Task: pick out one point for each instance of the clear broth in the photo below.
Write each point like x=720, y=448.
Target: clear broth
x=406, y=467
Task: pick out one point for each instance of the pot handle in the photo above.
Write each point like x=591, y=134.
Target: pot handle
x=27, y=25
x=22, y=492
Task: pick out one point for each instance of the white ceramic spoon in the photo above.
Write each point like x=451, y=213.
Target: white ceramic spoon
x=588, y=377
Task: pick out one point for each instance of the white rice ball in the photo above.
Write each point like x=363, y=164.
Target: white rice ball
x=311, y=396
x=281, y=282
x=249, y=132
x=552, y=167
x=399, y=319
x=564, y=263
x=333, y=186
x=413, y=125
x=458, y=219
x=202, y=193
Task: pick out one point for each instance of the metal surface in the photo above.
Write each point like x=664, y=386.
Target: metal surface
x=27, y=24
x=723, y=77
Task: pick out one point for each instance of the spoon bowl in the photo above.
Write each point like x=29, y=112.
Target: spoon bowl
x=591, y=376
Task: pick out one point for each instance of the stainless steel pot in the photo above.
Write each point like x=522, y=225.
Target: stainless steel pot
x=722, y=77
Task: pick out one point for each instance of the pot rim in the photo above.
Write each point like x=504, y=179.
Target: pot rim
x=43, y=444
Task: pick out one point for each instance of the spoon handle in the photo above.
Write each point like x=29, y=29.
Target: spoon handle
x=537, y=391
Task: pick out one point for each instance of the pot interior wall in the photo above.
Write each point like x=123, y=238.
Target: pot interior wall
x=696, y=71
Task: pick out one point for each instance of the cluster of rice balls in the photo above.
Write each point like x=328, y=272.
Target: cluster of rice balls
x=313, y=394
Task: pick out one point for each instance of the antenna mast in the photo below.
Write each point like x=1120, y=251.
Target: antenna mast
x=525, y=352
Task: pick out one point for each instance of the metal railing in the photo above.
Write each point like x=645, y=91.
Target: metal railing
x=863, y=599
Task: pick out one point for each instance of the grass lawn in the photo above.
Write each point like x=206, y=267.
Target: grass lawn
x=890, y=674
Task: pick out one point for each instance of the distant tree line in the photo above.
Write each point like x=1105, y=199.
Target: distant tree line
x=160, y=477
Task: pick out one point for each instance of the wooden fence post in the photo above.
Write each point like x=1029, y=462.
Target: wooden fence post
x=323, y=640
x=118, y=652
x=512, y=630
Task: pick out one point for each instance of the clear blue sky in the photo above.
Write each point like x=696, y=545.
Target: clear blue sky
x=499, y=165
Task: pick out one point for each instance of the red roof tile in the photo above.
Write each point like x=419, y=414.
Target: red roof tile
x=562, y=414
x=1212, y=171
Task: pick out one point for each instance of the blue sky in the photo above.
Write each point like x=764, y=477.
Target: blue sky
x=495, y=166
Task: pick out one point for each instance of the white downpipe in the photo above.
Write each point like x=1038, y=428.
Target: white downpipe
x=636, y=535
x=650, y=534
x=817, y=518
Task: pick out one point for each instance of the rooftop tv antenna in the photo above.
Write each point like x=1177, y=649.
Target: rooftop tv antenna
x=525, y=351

▶ [Problem to work on]: Within the data above, the span starting at the line containing "Write each point like x=1029, y=462." and ending at the line containing "Write each point like x=1177, y=649." is to be retyped exactly, with no other lines.

▶ [Answer to the exercise]:
Write each point like x=1029, y=462.
Target: wooden fence post
x=323, y=640
x=118, y=652
x=512, y=630
Task: pick out one point for each instance of the clear blue sky in the photo above.
Write each point like x=696, y=545.
Target: clear blue sky
x=499, y=165
Task: pick out one point for each instance of the red roof tile in the photo above.
Write each point like x=419, y=414.
Target: red roof tile
x=562, y=414
x=1212, y=171
Task: pick out one point for each instance of the blue sky in the photo above.
Write each point like x=764, y=477.
Target: blue sky
x=495, y=166
Task: pick out one point for each instance of the white downpipe in the photo above.
Write each point like x=1038, y=428.
Target: white downpipe
x=636, y=535
x=650, y=534
x=817, y=518
Task: pick out one point for each instance of the rooftop tv antenna in the photo above.
Write each point like x=1177, y=649.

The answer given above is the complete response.